# [Written task]
From the reception passage below, set down word for word the part that opens with "The critical love" and closes with "high body count.".

# [Text extract]
↓↓↓

Reception then and now

The critical love story is partly about relief. Reviewers in 2013 heard a modern Broadway musical that trusted traditional comedy craft: wit, melodic clarity, and stage mechanics that reward attention. That reaction still shapes how the show is sold today, as “smart fun” with a high body count.

More interesting is the split you can still feel in the commentary: is this satire with teeth, or entertainment wearing a monocle? The lyrics sit right on that edge. They critique class, then they enjoy it. They mock aristocratic vanity, then they borrow its elegance for their own music. That ambivalence is a feature. It is why the show feels classy and slightly poisonous at the same time.

“Ingenious…among the most inspired new musical comedies”
“The new undisputed king of musical comedy.”
“He’s charming, well mannered, sensitive, and sings like an angel. Make that a fallen angel.”

Quick facts

  • Title: A Gentleman’s Guide to Love & Murder
  • Year: 2013 (Broadway opening)
  • Type: Musical comedy
  • Book: Robert L. Freedman
  • Music: Steven Lutvak
  • Lyrics: Robert L. Freedman, Steven Lutvak
  • Based on: “Israel Rank” (1907 novel) by Roy Horniman
  • Original Broadway run: Oct. 22, 2013 (previews) to Jan. 17, 2016 (closing), Walter Kerr Theatre
  • Selected notable placements in the story: “Prologue: A Warning to the Audience” (prison frame); “Poison in My Pocket” (first major kill setup); “I’ve Decided to Marry You” (the romantic triangle tightens); “Stop! Wait! What?!” (arrest irony)

↑↑↑

# [Extracted material]
↓↓↓

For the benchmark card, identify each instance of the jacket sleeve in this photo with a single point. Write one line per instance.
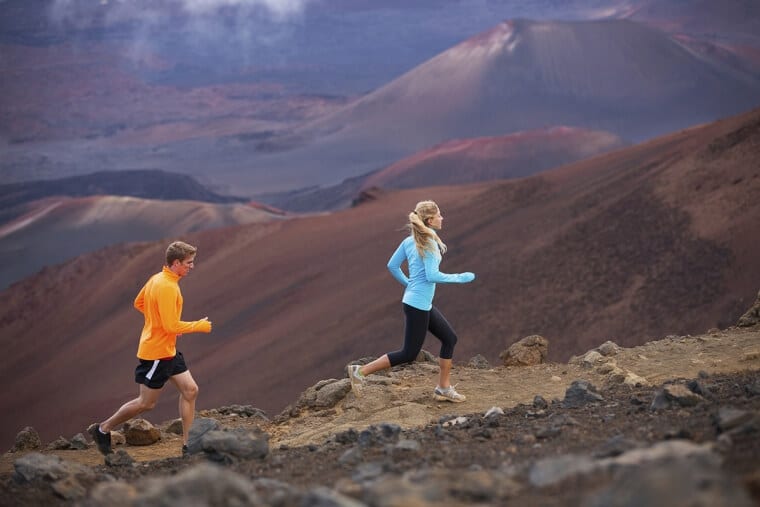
(433, 275)
(394, 265)
(170, 317)
(140, 301)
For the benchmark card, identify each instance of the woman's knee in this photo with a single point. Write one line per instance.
(190, 392)
(146, 404)
(402, 357)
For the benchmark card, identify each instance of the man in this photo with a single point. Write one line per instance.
(160, 301)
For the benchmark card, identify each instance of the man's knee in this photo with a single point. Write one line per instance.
(190, 392)
(145, 405)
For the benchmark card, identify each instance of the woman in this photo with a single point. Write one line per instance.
(422, 251)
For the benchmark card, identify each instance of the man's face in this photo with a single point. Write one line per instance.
(183, 268)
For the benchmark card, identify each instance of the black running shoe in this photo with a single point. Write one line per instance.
(103, 440)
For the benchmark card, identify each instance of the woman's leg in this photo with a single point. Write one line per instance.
(415, 329)
(441, 329)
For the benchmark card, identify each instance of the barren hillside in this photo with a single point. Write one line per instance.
(647, 241)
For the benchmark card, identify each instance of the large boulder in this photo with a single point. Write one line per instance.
(752, 317)
(529, 351)
(141, 432)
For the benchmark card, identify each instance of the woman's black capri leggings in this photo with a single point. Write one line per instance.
(418, 323)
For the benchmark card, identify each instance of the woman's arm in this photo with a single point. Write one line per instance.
(394, 265)
(433, 275)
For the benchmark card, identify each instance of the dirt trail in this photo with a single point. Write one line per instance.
(404, 396)
(408, 401)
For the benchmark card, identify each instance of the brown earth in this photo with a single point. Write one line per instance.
(648, 241)
(304, 450)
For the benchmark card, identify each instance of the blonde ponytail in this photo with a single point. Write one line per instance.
(419, 229)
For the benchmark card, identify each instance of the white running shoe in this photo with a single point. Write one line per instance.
(357, 379)
(448, 394)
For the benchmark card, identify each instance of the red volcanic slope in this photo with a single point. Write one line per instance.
(613, 75)
(629, 246)
(57, 229)
(490, 158)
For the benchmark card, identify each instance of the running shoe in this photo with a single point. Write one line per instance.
(448, 394)
(102, 440)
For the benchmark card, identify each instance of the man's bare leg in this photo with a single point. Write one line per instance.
(188, 393)
(145, 401)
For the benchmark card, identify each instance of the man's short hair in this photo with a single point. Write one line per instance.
(179, 250)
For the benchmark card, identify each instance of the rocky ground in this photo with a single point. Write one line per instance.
(673, 422)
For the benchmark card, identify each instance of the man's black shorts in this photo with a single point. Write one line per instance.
(155, 372)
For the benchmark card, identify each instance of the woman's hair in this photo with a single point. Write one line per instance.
(420, 230)
(179, 250)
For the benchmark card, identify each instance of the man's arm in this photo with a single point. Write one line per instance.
(170, 317)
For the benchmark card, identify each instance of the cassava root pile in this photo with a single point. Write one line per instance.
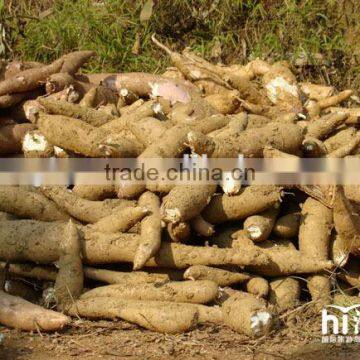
(228, 254)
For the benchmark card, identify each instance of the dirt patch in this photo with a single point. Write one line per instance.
(299, 337)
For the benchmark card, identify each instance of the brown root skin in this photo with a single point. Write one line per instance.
(106, 276)
(202, 227)
(79, 137)
(315, 229)
(186, 202)
(6, 216)
(209, 87)
(159, 316)
(248, 315)
(40, 243)
(259, 227)
(58, 82)
(70, 278)
(287, 226)
(29, 204)
(219, 276)
(148, 130)
(22, 289)
(339, 139)
(284, 258)
(257, 286)
(15, 67)
(224, 103)
(60, 130)
(91, 116)
(347, 223)
(150, 230)
(315, 91)
(31, 271)
(11, 137)
(179, 232)
(323, 193)
(151, 85)
(347, 149)
(323, 126)
(98, 96)
(250, 143)
(84, 210)
(20, 314)
(73, 61)
(313, 148)
(120, 220)
(197, 292)
(195, 110)
(335, 99)
(320, 290)
(284, 293)
(29, 79)
(34, 145)
(94, 192)
(118, 124)
(189, 68)
(282, 89)
(70, 94)
(250, 201)
(128, 109)
(9, 100)
(351, 273)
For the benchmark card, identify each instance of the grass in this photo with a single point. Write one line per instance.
(270, 29)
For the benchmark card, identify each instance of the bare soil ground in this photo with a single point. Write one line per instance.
(298, 337)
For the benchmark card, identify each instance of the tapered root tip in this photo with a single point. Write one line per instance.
(261, 322)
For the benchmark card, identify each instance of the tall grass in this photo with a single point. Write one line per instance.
(271, 29)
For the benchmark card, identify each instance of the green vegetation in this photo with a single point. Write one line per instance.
(221, 30)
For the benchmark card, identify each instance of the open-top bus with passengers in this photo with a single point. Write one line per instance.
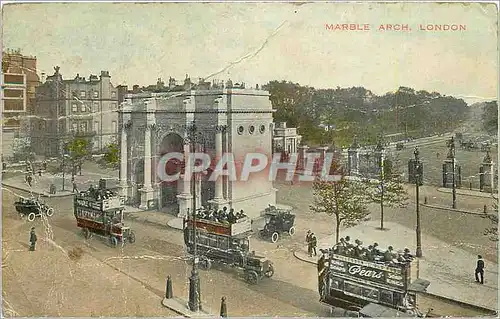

↑↑↑

# [Correct result]
The critical love story is partly about relief. Reviewers in 2013 heard a modern Broadway musical that trusted traditional comedy craft: wit, melodic clarity, and stage mechanics that reward attention. That reaction still shapes how the show is sold today, as “smart fun” with a high body count.